Return every line in the material below that contains the word "Provide". Case counts.

[Start Given data]

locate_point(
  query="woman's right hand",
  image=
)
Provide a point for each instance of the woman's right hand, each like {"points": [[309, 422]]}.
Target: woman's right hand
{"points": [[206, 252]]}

[End Given data]
[Start Given data]

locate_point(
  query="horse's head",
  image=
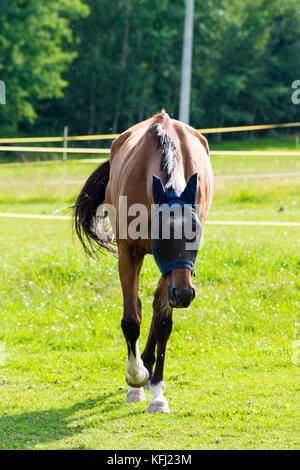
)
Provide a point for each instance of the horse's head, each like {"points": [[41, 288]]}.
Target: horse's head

[End Given data]
[Start Given data]

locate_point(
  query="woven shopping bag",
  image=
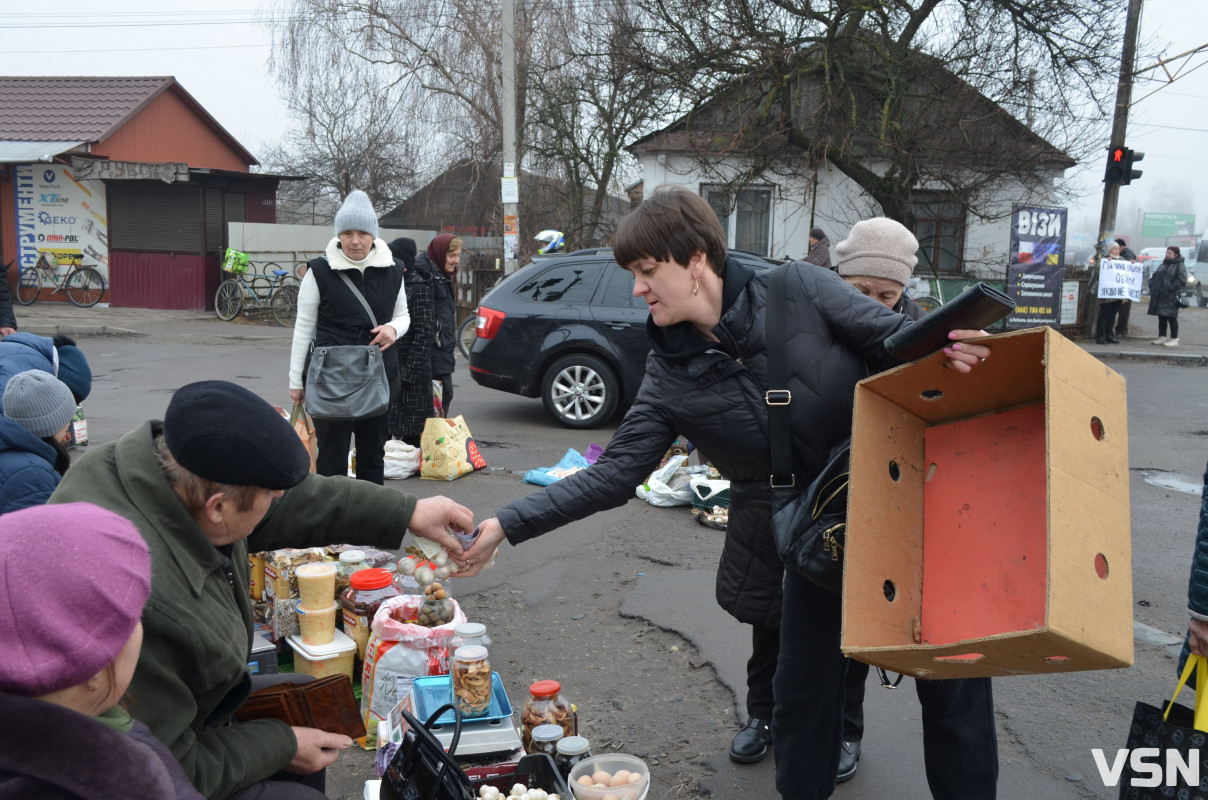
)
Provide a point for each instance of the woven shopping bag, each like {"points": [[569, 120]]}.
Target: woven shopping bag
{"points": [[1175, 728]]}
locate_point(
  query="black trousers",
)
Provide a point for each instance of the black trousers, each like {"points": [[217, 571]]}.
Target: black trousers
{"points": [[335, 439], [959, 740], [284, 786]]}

[End Given data]

> [Task solution]
Provide a point for each instance of the woman's right hand, each like {"points": [[309, 422]]}.
Provide a point for each instance of the horse's head, each like {"points": [[41, 288]]}.
Provide a point for each instance of the woven shopping bag, each like {"points": [[569, 120]]}.
Provide a point for each instance of the black trousers, each like {"points": [[217, 571]]}.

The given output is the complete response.